WHAT TO DO:
1. Decide whether each statement below agrees with the parenthood text. Answer yes or no, and quote the words of the text that decide it.
(a) Men who feel inadequate may stress their ability to get their partners pregnant.
(b) The woman quoted in the text took every one of her Pills.
(c) Condoms are mocked.
2. Answer these questions from the parenthood text, one line each:
(a) What kind of team do some of the men talk of planning to have?
(b) What is on each side of the continuous battle?
(c) What are masculinity and femininity often linked to?
3. Resume the parenthood text, starting after its final sentence.
[[ TEXT SEGMENT, beginning ]]
CARING FOR THE POORLY MOTIVATED – PARENTHOOD
Men who feel inadequate, and who are unable to compete with their peers because of lack of skills and training, may put great emphasis on their ability to get their partners pregnant, some talking of their plans to have a football team. Condoms are mocked; they split and tear and cannot hold back their powerful sperm. Sometimes it seems that there is a continuous battle being waged between the sperm and egg on one side, and the contraceptive methods on the other. ‘If you’re meant to have a lot of kids then even that Pill can’t stop you,’ said one woman who helped the process by forgetting a few Pills. Thus masculinity and femininity are often defined in a stereotypical way firmly linked to the ability to have children.
[[ TEXT SEGMENT, end ]]
[[ DATA SEGMENT, beginning ]]
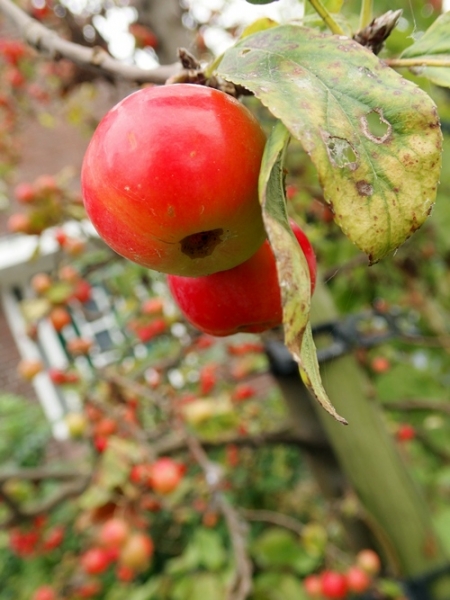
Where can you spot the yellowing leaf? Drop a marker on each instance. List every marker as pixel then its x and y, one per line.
pixel 434 47
pixel 292 268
[[ DATA SEGMENT, end ]]
ANSWER SECTION:
1.
(a) Yes: "may put great emphasis on their ability to get their partners pregnant"
(b) No: "helped the process by forgetting a few Pills"
(c) Yes: "Condoms are mocked"

2.
(a) A football team.
(b) The sperm and egg are on one side, and the contraceptive methods are on the other.
(c) The ability to have children.

3.
Parenthood is often idealized in an attempt to give children what the parents themselves did not have. The problem lies not in the intentions, which are often very well meaning, but in not being able to address the real needs of their children. Sometimes the children are expected to parent the parents, and are denied their own childhood. In other families any form of separation – weaning, walking, the negative phase of ‘the terrible twos’ – is experienced by the parents as rejection, and is resisted. A replacement may be sought by having another baby. As one mother of five children put it, she wanted another now her youngest was four because he no longer needed her; he could walk and talk. Being a separate individual with different needs in such families is felt to be too threatening, and importance is given to being the same, of one mind. Family therapists have described these families as emotionally enmeshed.